▸ **Exercise**
Reproduce all of the material below word for word, leaving out the pictures.
== Material for this task
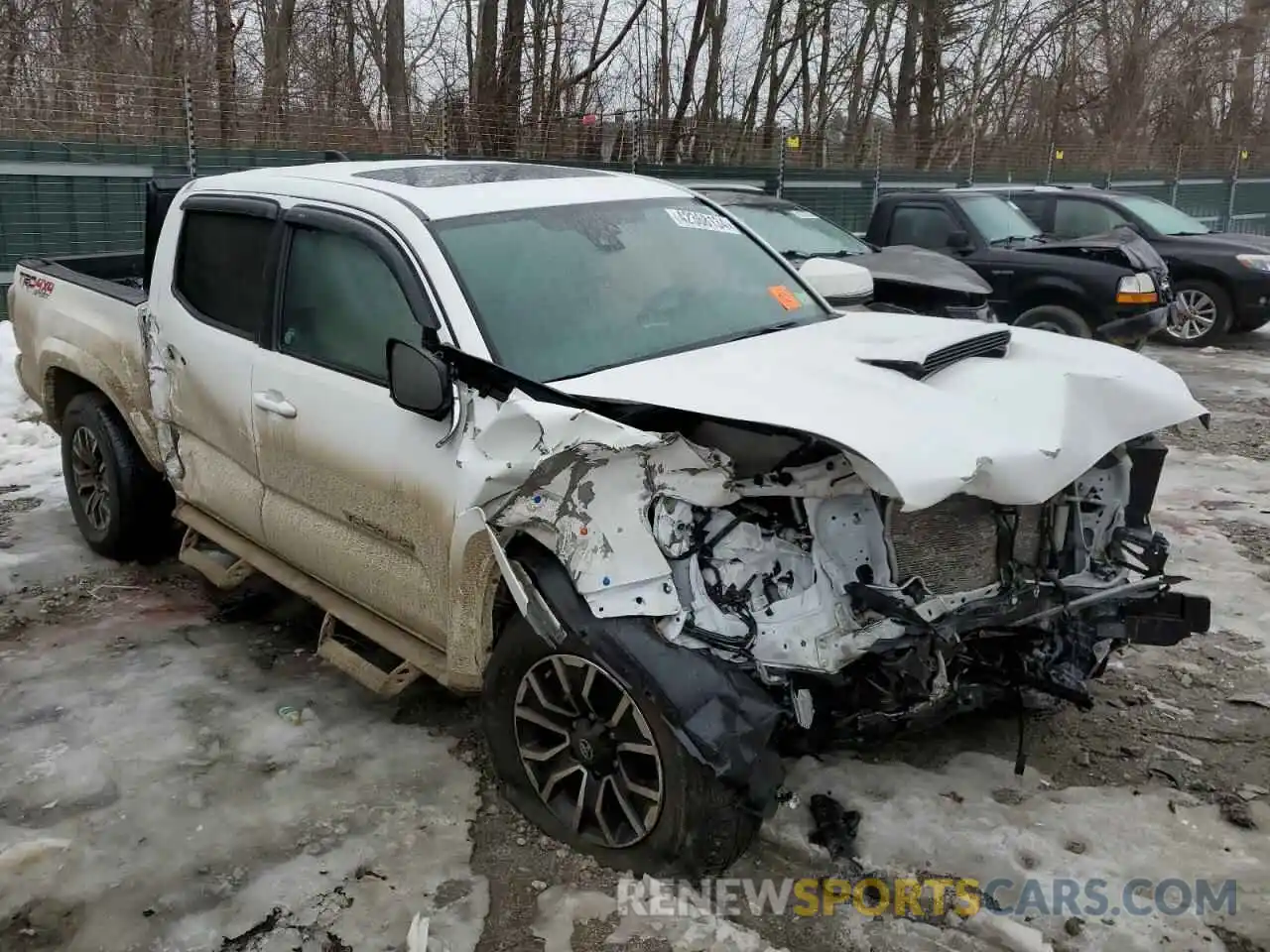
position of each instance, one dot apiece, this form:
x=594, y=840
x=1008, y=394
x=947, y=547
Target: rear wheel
x=581, y=751
x=122, y=507
x=1203, y=316
x=1057, y=320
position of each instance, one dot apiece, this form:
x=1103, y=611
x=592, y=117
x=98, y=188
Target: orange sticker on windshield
x=784, y=298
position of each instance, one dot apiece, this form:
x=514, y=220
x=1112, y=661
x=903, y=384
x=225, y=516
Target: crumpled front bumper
x=1132, y=331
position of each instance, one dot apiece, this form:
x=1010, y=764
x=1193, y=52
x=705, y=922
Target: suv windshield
x=564, y=291
x=797, y=231
x=1162, y=217
x=996, y=218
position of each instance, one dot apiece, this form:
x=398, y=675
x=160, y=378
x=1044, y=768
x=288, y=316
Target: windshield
x=1162, y=217
x=790, y=229
x=996, y=218
x=561, y=293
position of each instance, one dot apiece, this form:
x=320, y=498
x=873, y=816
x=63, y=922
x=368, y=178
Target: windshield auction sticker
x=701, y=221
x=785, y=298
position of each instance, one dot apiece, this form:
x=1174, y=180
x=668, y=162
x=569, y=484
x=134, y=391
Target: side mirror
x=838, y=282
x=420, y=381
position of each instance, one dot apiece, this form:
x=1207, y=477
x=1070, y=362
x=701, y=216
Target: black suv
x=905, y=278
x=1222, y=280
x=1112, y=287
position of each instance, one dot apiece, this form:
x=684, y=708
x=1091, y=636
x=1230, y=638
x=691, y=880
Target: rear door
x=208, y=321
x=358, y=492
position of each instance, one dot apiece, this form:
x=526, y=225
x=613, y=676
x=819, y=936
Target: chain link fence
x=75, y=155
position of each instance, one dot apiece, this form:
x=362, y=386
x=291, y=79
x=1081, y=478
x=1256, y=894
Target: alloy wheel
x=87, y=467
x=588, y=751
x=1194, y=316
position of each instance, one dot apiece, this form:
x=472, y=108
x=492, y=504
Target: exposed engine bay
x=870, y=617
x=815, y=572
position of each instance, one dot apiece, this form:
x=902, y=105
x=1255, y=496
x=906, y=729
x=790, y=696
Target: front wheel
x=1203, y=315
x=1055, y=318
x=581, y=751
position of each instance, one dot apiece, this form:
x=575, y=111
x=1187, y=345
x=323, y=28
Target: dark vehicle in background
x=1112, y=287
x=1222, y=280
x=903, y=278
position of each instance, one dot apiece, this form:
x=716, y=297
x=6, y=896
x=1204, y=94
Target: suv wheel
x=1056, y=318
x=121, y=504
x=581, y=751
x=1203, y=315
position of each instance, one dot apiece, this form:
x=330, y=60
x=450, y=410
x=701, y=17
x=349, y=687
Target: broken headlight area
x=866, y=617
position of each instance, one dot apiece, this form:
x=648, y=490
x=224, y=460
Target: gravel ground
x=153, y=798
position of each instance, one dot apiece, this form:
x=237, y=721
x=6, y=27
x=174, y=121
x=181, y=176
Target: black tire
x=132, y=521
x=1057, y=318
x=1216, y=308
x=701, y=826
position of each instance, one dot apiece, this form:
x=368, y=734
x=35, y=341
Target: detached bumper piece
x=1130, y=330
x=1167, y=619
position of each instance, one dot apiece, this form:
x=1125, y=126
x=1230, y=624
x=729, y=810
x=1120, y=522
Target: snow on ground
x=153, y=796
x=39, y=539
x=975, y=819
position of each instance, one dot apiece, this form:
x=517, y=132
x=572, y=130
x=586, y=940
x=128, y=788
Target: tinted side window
x=223, y=268
x=925, y=226
x=1032, y=206
x=1078, y=217
x=341, y=303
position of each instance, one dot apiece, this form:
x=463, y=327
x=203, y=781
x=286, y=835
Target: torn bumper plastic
x=1130, y=330
x=1167, y=619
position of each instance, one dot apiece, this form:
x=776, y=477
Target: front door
x=357, y=492
x=207, y=325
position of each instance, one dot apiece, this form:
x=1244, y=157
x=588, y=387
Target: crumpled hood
x=1134, y=249
x=908, y=264
x=1015, y=429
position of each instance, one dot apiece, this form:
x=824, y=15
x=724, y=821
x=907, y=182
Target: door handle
x=273, y=403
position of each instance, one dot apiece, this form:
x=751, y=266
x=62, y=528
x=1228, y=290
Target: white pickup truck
x=581, y=442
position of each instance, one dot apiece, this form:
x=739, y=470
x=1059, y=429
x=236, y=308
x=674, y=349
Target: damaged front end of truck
x=783, y=594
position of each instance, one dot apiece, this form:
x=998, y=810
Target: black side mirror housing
x=420, y=381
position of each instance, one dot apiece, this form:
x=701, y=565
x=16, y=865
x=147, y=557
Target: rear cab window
x=226, y=263
x=343, y=299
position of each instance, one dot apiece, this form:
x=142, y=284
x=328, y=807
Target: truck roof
x=441, y=188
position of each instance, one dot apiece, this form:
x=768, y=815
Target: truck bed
x=76, y=320
x=118, y=275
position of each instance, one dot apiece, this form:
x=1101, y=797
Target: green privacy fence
x=80, y=198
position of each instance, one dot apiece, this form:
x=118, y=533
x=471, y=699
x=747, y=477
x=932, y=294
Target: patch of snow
x=1040, y=834
x=41, y=544
x=190, y=811
x=694, y=928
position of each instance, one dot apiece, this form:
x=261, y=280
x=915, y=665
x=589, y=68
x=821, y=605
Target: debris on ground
x=833, y=826
x=1261, y=699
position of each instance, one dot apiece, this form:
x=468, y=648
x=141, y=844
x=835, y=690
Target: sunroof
x=441, y=176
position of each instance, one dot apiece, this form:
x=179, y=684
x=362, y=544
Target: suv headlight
x=1137, y=290
x=1257, y=263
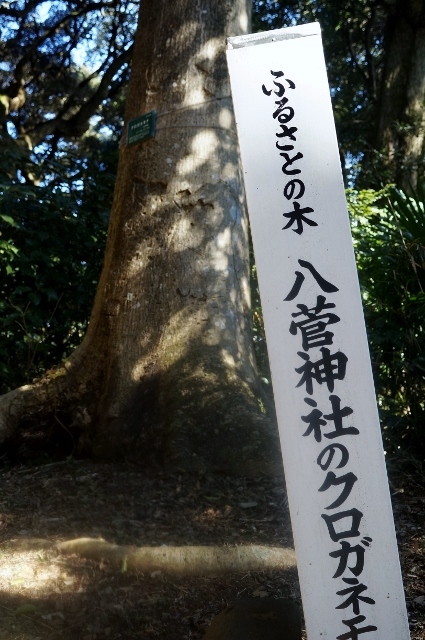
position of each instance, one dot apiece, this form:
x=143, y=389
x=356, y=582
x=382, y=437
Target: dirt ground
x=45, y=595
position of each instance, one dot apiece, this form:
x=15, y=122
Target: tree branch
x=76, y=125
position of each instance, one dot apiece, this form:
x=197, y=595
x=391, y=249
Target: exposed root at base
x=183, y=561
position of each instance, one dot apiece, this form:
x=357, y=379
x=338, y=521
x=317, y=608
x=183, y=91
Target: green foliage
x=51, y=248
x=354, y=42
x=389, y=236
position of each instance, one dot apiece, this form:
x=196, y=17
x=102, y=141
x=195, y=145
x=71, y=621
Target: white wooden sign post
x=331, y=443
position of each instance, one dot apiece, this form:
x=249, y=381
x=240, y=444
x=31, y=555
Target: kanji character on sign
x=314, y=421
x=312, y=329
x=331, y=367
x=297, y=217
x=336, y=416
x=325, y=286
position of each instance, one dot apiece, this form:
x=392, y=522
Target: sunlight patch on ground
x=34, y=571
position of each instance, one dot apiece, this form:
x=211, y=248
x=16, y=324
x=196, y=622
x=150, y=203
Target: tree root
x=185, y=560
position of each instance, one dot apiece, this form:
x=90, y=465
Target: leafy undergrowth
x=44, y=595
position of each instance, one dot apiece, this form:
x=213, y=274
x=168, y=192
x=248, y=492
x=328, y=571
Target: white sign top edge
x=265, y=37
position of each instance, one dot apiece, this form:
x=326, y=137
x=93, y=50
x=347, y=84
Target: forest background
x=65, y=68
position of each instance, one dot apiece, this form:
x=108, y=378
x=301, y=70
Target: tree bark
x=400, y=131
x=167, y=369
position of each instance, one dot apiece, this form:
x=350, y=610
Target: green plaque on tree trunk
x=141, y=128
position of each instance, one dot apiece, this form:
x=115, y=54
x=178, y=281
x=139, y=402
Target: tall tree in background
x=167, y=364
x=375, y=52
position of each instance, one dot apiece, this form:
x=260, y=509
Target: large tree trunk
x=167, y=365
x=400, y=131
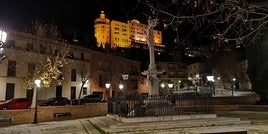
====
▸ **Task answer**
position of each instance, one dot apiece, this form:
x=594, y=840
x=1008, y=394
x=947, y=547
Target: rear wheel
x=581, y=751
x=122, y=507
x=1203, y=316
x=1057, y=320
position of each instance, one dot apiece, this form:
x=1103, y=611
x=592, y=117
x=98, y=188
Target: orange sticker on windshield
x=784, y=298
position of each instance, one dot apiece, this form:
x=514, y=220
x=1112, y=661
x=903, y=384
x=225, y=516
Target: crumpled front bumper
x=1132, y=331
position of each instance, one dot apiece, this form:
x=1010, y=764
x=1193, y=52
x=705, y=922
Target: suv windshield
x=564, y=291
x=797, y=231
x=1162, y=217
x=996, y=218
position of each instance, one dot apiece, this form:
x=398, y=675
x=160, y=378
x=1044, y=768
x=288, y=316
Target: windshield
x=1162, y=217
x=790, y=229
x=996, y=218
x=561, y=293
position of each instance, one dot apiece, this form:
x=320, y=498
x=873, y=816
x=63, y=922
x=368, y=178
Target: windshield auction sticker
x=701, y=221
x=785, y=298
position of each instance, one dot apiece, this form:
x=1174, y=180
x=668, y=162
x=569, y=484
x=134, y=391
Target: side mirror
x=838, y=282
x=420, y=381
position of each instance, one dot apiece, this form:
x=1207, y=477
x=1070, y=362
x=701, y=216
Target: black suv
x=905, y=278
x=1222, y=280
x=1112, y=287
position of each instance, one dot apiece, this form:
x=684, y=708
x=1091, y=636
x=1230, y=638
x=691, y=880
Target: rear door
x=208, y=321
x=358, y=492
position of each instance, one dot apiece, this form:
x=526, y=225
x=613, y=676
x=819, y=936
Target: chain link fence
x=75, y=155
position of each instance, one dot apiece, this form:
x=362, y=386
x=291, y=79
x=1081, y=478
x=1256, y=894
Target: alloy wheel
x=87, y=467
x=588, y=751
x=1194, y=316
position of each instance, one dot apiece, this form:
x=472, y=108
x=492, y=504
Target: exposed engine bay
x=870, y=617
x=815, y=572
position of each instance, one dot apiece, this form:
x=902, y=105
x=1255, y=496
x=906, y=729
x=790, y=696
Target: front wheel
x=1203, y=315
x=1055, y=318
x=581, y=751
position of each instance, one dot apiece, this form:
x=575, y=111
x=1187, y=345
x=323, y=28
Target: dark vehicle in background
x=1112, y=287
x=1222, y=280
x=903, y=278
position of each instance, one dot apiece, this form:
x=716, y=297
x=6, y=896
x=1204, y=94
Target: suv wheel
x=1056, y=318
x=121, y=504
x=581, y=751
x=1203, y=315
position of each instance, one dot apiece, this form:
x=330, y=60
x=450, y=410
x=701, y=17
x=349, y=687
Target: broken headlight area
x=866, y=617
position of each instance, one dot apiece, this form:
x=648, y=490
x=224, y=460
Target: gravel ground
x=153, y=798
position of each instance, one dot apiece, this form:
x=237, y=721
x=6, y=27
x=174, y=121
x=181, y=176
Target: black tire
x=132, y=521
x=1057, y=318
x=1216, y=308
x=701, y=826
position of each instance, one dot apiece, this form:
x=368, y=734
x=35, y=341
Target: detached bumper piece
x=1130, y=330
x=1167, y=619
position of each instance, one dot apiece, this form:
x=1125, y=126
x=1230, y=624
x=729, y=810
x=1120, y=522
Target: snow on ground
x=153, y=796
x=39, y=539
x=975, y=819
position of each instance, one dot apiece, this form:
x=517, y=132
x=572, y=130
x=586, y=940
x=128, y=788
Target: tinted side window
x=223, y=268
x=925, y=226
x=1032, y=206
x=1078, y=217
x=341, y=303
position of each instance, one dot apiece, this form:
x=463, y=327
x=203, y=781
x=286, y=835
Target: torn bumper plastic
x=1130, y=330
x=1167, y=619
position of each instance, one dot apiece, this form:
x=776, y=477
Target: front door
x=357, y=492
x=207, y=325
position of each instance, one dot apiece, this form:
x=1244, y=157
x=588, y=387
Target: crumpled hood
x=1134, y=249
x=908, y=264
x=1015, y=429
position of each instance, one dot apiece, this form:
x=824, y=15
x=724, y=821
x=907, y=182
Target: door handle
x=273, y=403
position of each instance, one dot apiece, this form:
x=751, y=266
x=62, y=528
x=1228, y=290
Target: white pickup truck
x=581, y=442
position of each instance, one dot apiece, this form:
x=739, y=470
x=1059, y=429
x=236, y=308
x=674, y=349
Target: damaged front end of truck
x=783, y=594
position of each instance, one dot apiece, this form:
x=998, y=810
Target: black side mirror housing
x=420, y=381
position of each instance, one dot apiece, this form:
x=701, y=565
x=16, y=865
x=147, y=557
Target: rear cab window
x=226, y=263
x=343, y=299
position of each instance, one dot apiece, this form:
x=142, y=284
x=328, y=807
Target: truck roof
x=441, y=188
position of each instance, one dot apiece, this form:
x=768, y=815
Target: truck bed
x=76, y=320
x=118, y=275
position of each instance, one dot apiece, this form:
x=1101, y=797
Target: green privacy fence
x=80, y=198
position of each instance, one dot apiece, this form:
x=118, y=533
x=471, y=699
x=747, y=477
x=932, y=294
Target: patch of snow
x=1040, y=834
x=41, y=544
x=190, y=811
x=694, y=928
position of each instance, one dot apiece, this form:
x=261, y=280
x=915, y=665
x=589, y=68
x=821, y=605
Target: debris on ground
x=833, y=826
x=1261, y=699
position of each instance, one dot apiece, this form:
x=468, y=648
x=141, y=844
x=835, y=690
Target: sunroof
x=441, y=176
position of each instance, one dot apiece, this form:
x=179, y=684
x=362, y=544
Target: suv headlight
x=1137, y=290
x=1257, y=263
position of each instance, one dot apiece, this form:
x=143, y=389
x=356, y=582
x=382, y=437
Target: dirt ground
x=45, y=595
position of each instance, one dot apiece, this form:
x=15, y=122
Target: tree branch
x=76, y=125
position of each instance, one dot apiece, this form:
x=197, y=595
x=391, y=249
Target: exposed root at base
x=183, y=561
position of each instance, one dot apiece, this form:
x=357, y=379
x=338, y=521
x=317, y=608
x=183, y=91
Target: green foliage
x=51, y=248
x=354, y=42
x=389, y=236
position of each instance, one dot apiece, this form:
x=196, y=17
x=102, y=141
x=195, y=145
x=71, y=621
Target: white wooden sign post
x=331, y=443
position of each instance, one dot apiece, this form:
x=249, y=381
x=240, y=444
x=31, y=555
Target: kanji character on sign
x=314, y=421
x=312, y=329
x=331, y=367
x=297, y=217
x=336, y=416
x=325, y=286
position of each instance, one dot apiece, this form:
x=392, y=522
Target: sunlight patch on ground
x=34, y=571
position of each instance, one dot apiece, this form:
x=211, y=248
x=16, y=324
x=196, y=622
x=150, y=203
Target: tree root
x=185, y=560
position of each instance, one dot apiece, this form:
x=90, y=465
Target: leafy undergrowth
x=44, y=595
position of each instance, one dot apiece, this form:
x=213, y=274
x=168, y=192
x=248, y=492
x=328, y=571
Target: white sign top edge
x=265, y=37
position of each instance, one dot apiece, this form:
x=326, y=137
x=93, y=50
x=347, y=84
Target: forest background
x=65, y=68
position of each instance, one dot apiece, this form:
x=108, y=378
x=301, y=70
Target: tree bark
x=400, y=131
x=167, y=369
position of each instance, one dot apiece, this form:
x=350, y=610
Target: green plaque on tree trunk
x=141, y=128
position of each instance, one dot apiece, this form:
x=115, y=54
x=178, y=281
x=139, y=402
Target: tall tree in background
x=167, y=364
x=375, y=52
position of each instance, one dot apiece, this form:
x=260, y=509
Target: large tree trunk
x=167, y=365
x=400, y=131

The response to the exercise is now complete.